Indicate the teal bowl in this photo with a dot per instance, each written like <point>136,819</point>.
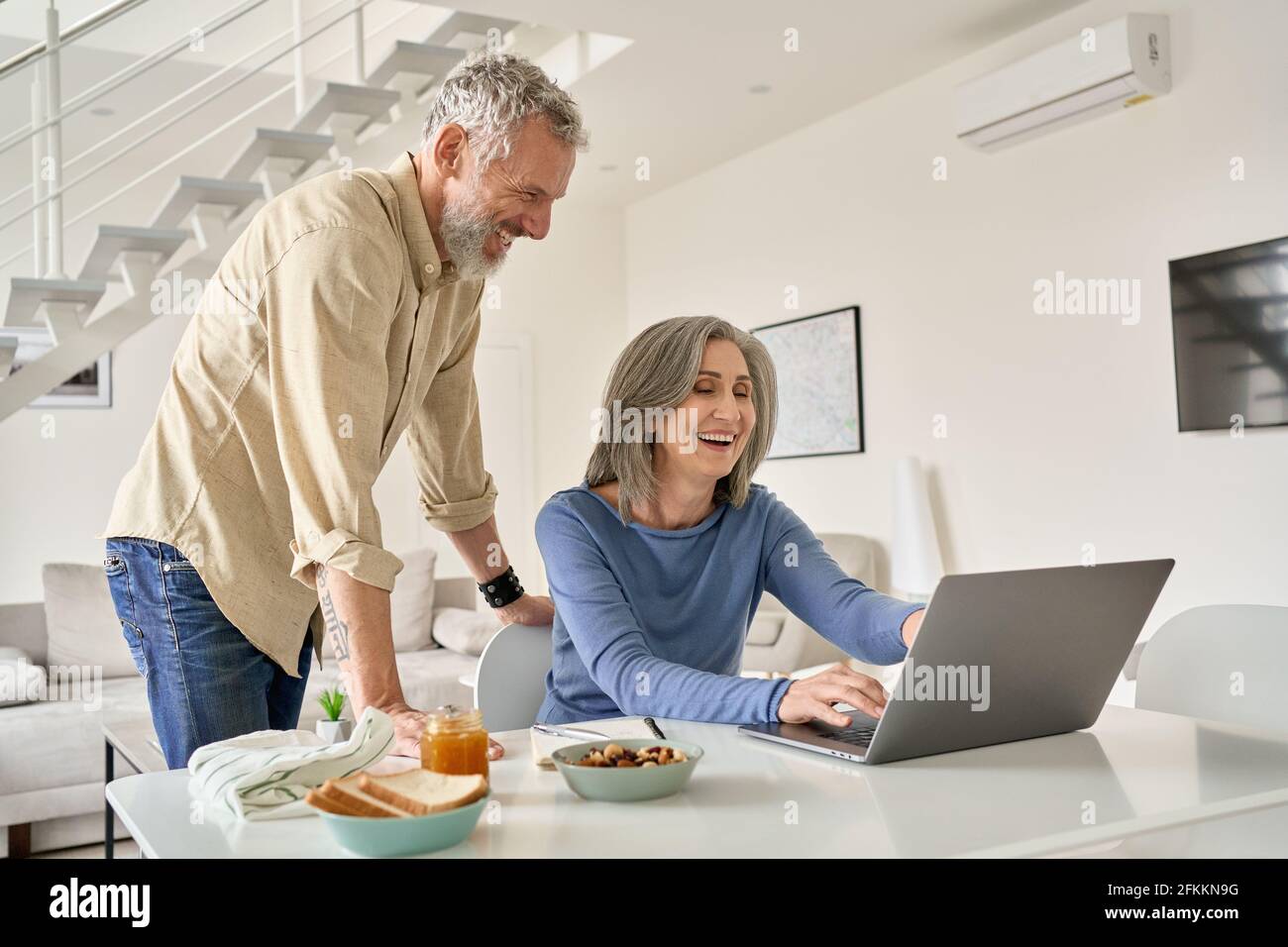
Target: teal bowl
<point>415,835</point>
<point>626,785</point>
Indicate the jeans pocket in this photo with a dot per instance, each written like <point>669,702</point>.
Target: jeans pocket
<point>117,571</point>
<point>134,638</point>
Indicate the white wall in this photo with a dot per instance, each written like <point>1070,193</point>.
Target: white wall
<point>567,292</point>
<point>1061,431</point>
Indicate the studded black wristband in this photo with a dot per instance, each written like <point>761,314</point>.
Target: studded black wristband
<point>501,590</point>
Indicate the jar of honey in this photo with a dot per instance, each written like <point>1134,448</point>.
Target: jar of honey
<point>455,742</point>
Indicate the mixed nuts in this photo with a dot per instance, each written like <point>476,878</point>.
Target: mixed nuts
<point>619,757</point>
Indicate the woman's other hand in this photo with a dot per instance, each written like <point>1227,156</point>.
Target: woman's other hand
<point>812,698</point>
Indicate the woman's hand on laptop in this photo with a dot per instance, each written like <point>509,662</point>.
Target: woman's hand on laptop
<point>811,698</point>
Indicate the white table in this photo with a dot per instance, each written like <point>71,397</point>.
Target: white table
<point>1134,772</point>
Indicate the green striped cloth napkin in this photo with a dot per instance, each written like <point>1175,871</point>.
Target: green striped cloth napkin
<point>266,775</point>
§
## Assignment
An exact copy of the lines from the one containing "Indicate the green" through the end of the entries is required, and nothing beyond them.

## Answer
Indicate the green striped cloth napkin in this photo with a dot per instance, each written like <point>1175,871</point>.
Target: green striped cloth napkin
<point>266,775</point>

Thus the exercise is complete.